## Task goal
All entries below are to be set down again, identical to the source.

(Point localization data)

☆ ☆ ☆ ☆ ☆ ☆ ☆

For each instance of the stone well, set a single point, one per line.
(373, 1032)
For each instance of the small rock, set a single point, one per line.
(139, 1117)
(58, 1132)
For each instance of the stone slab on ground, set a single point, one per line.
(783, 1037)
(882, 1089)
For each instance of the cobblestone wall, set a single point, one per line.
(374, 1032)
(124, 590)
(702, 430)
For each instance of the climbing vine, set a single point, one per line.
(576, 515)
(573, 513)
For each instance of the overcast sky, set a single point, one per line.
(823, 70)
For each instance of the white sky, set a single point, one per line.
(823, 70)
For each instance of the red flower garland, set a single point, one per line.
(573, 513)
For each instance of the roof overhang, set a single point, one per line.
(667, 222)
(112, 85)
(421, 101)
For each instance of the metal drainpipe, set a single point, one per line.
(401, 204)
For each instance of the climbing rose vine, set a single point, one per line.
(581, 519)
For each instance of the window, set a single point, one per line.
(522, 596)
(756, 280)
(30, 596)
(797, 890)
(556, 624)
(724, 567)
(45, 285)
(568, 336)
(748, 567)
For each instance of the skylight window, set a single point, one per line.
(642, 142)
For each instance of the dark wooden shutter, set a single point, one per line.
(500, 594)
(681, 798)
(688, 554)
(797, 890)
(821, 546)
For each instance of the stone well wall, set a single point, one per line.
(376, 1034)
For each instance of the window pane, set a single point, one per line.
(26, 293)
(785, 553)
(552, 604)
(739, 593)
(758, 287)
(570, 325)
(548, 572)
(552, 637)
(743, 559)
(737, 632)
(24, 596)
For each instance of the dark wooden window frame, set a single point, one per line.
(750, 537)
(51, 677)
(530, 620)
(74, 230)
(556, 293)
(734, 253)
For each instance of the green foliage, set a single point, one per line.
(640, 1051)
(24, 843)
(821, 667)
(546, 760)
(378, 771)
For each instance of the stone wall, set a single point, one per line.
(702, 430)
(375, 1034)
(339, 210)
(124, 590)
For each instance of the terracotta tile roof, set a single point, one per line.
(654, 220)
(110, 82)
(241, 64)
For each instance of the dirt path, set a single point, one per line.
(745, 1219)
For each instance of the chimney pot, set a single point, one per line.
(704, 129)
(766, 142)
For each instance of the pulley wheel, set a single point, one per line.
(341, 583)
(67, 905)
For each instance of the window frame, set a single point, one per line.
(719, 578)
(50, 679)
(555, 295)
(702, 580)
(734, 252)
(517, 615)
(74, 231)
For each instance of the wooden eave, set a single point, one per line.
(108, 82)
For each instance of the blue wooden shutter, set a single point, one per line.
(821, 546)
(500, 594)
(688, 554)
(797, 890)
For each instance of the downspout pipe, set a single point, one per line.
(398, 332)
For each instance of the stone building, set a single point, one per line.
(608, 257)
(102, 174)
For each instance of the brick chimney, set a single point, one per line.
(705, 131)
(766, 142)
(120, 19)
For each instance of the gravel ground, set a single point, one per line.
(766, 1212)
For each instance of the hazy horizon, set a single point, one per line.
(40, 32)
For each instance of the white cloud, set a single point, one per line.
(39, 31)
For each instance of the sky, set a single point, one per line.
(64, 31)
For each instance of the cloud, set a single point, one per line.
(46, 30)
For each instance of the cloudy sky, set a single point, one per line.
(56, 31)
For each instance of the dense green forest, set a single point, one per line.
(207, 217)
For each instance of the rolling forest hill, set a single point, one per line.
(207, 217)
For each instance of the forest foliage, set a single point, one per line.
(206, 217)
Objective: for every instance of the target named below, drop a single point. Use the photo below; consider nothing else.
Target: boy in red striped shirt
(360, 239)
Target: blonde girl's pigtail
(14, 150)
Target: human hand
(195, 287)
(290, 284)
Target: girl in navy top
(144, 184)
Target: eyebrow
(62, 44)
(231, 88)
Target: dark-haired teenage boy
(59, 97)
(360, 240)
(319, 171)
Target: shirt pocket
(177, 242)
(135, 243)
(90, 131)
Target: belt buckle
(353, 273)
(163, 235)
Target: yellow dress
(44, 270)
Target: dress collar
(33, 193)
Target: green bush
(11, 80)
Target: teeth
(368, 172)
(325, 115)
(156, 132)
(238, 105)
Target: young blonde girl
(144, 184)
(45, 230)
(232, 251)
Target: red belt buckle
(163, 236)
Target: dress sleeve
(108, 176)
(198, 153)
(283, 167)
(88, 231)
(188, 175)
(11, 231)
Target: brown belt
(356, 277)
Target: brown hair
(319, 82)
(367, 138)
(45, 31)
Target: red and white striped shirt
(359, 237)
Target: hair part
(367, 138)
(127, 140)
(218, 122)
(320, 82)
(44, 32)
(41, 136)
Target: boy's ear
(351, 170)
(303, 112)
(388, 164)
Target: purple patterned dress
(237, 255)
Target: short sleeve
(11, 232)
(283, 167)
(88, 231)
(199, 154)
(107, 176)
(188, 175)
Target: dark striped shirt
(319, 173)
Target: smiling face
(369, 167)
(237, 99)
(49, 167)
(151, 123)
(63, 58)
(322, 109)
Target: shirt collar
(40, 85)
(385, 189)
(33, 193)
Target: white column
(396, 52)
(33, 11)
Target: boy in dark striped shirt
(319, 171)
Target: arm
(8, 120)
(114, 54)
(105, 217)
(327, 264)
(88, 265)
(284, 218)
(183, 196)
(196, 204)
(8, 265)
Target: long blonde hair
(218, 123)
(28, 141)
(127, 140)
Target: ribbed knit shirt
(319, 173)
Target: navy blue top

☆ ☆ ☆ ☆ ☆ ☆ ☆

## Answer area
For each instance of the stone well, set a single point, one per line.
(373, 1032)
For each instance of the small rock, set a single point, one per line.
(139, 1117)
(58, 1132)
For each instance of the stone slab on ground, set a single point, one per line.
(783, 1037)
(882, 1089)
For each instance of the cobblestone wall, set a single point, one per line.
(374, 1032)
(124, 590)
(702, 430)
For each instance of the climbing vine, set a single point, one per line.
(576, 515)
(573, 513)
For each instance of the overcast sky, set a single point, one per line.
(823, 70)
For each instance of the white sky, set a single point, one per line.
(823, 70)
For each instance of the red flower garland, set a single point, one per line.
(573, 513)
For each instance of the roof overhang, set a single point, one per line.
(667, 222)
(112, 85)
(421, 101)
For each instance of the metal drainpipe, set a single point, one per line.
(401, 204)
For each instance of the climbing rose vine, set a single point, one per line.
(581, 519)
For each instance of the window, set a single point, one per line.
(522, 596)
(756, 280)
(30, 596)
(797, 890)
(556, 624)
(724, 567)
(45, 285)
(568, 336)
(748, 567)
For each instance of the skylight window, set a single point, one per line.
(642, 142)
For each instance of the dark wooden shutter, set a single point, one per line.
(500, 594)
(681, 798)
(688, 554)
(797, 890)
(821, 546)
For each instance of the stone well wall, set a single point, one per line.
(376, 1034)
For each instance of the window pane, set a single point, one per line.
(26, 293)
(785, 553)
(552, 604)
(739, 593)
(758, 287)
(570, 325)
(548, 572)
(552, 637)
(743, 559)
(737, 632)
(24, 596)
For each instance of the dark wooden window frame, set a single point, one per line.
(750, 537)
(51, 677)
(530, 620)
(74, 230)
(556, 293)
(734, 253)
For each instance of the green foliage, set a single point, one per line.
(640, 1051)
(24, 843)
(821, 667)
(546, 760)
(378, 771)
For each instance of the stone wall, set a single point, one per line.
(702, 430)
(375, 1034)
(339, 210)
(124, 590)
For each instance of the terracotta tile roof, set a single point, one per line.
(654, 220)
(110, 82)
(241, 64)
For each instance of the dirt path, set a single point, one per line.
(745, 1219)
For each instance of the chimney pot, set a single point, one per line.
(704, 129)
(766, 142)
For each instance of the pulley wheel, set a single point, one per line.
(341, 583)
(67, 905)
For each instance of the window frame, set a single point, one per line.
(719, 578)
(50, 679)
(555, 295)
(702, 580)
(734, 252)
(517, 615)
(74, 231)
For each instance of the wooden eave, set a single point, one per line.
(108, 82)
For each instance of the blue wooden shutter, set a single point, one per line.
(821, 546)
(500, 594)
(688, 554)
(797, 890)
For each instance of the downspout pipe, set a single point, one per line.
(398, 332)
For each instance of the stone building, set a single point, one per line.
(608, 257)
(102, 174)
For each instance of the brick chimney, set a single point, one per line.
(705, 131)
(766, 142)
(120, 19)
For each instance of the gravel ground, set a single point, one per line.
(766, 1212)
For each instance of the hazy horizon, set a single point, one per line.
(40, 32)
For each instance of the white cloud, set a single point, one per line.
(39, 31)
For each instance of the sky, set a single point, one per line.
(64, 31)
For each instance of the cloud, set a single point, one per line.
(46, 30)
For each instance of the cloudy sky, set a single point, one per line.
(56, 31)
For each instance of the dense green forest, set a single point, one per line.
(207, 217)
For each instance of the rolling forest hill, set a single point, one per line.
(207, 217)
For each instance of the forest foliage, set a single point, one per line.
(206, 217)
Objective: for every instance of the target named below, drop a single point. Use the photo below; consider nothing else.
Target: boy in red striped shirt
(360, 239)
Target: blonde girl's pigtail
(14, 150)
Target: human hand
(195, 287)
(290, 284)
Target: girl in navy top
(144, 184)
Target: eyebrow
(62, 44)
(231, 88)
Target: dark-haired teenage boy
(59, 97)
(360, 240)
(319, 171)
Target: shirt pocket
(177, 242)
(135, 243)
(90, 131)
Target: belt buckle
(353, 273)
(163, 235)
Target: yellow dress
(44, 270)
Target: dress collar
(33, 193)
Target: green bush
(11, 80)
Target: teeth
(368, 172)
(325, 115)
(156, 132)
(238, 105)
Target: young blonde girl
(144, 184)
(45, 230)
(232, 251)
Target: red belt buckle
(163, 236)
Target: dress sleeve
(108, 176)
(198, 153)
(283, 167)
(88, 231)
(188, 175)
(11, 231)
Target: brown belt
(356, 277)
Target: brown hair
(319, 82)
(367, 138)
(45, 31)
Target: red and white striped shirt
(359, 237)
Target: hair part
(367, 138)
(127, 140)
(218, 122)
(320, 82)
(44, 32)
(41, 136)
Target: boy's ear
(351, 170)
(303, 112)
(388, 164)
Target: purple patterned dress
(237, 255)
Target: short sleeve
(11, 232)
(283, 167)
(88, 231)
(199, 154)
(107, 176)
(188, 175)
Target: dark striped shirt
(319, 173)
Target: smiling face
(369, 167)
(237, 99)
(49, 167)
(151, 123)
(63, 58)
(322, 109)
Target: shirt collar
(40, 85)
(385, 189)
(33, 193)
Target: white column
(396, 52)
(33, 11)
Target: boy in dark striped shirt
(319, 171)
Target: arm
(8, 120)
(114, 54)
(105, 217)
(327, 264)
(88, 265)
(284, 218)
(183, 196)
(196, 204)
(8, 265)
Target: long blonde hair
(218, 123)
(28, 141)
(127, 140)
Target: ribbed knit shirt
(319, 173)
Target: navy blue top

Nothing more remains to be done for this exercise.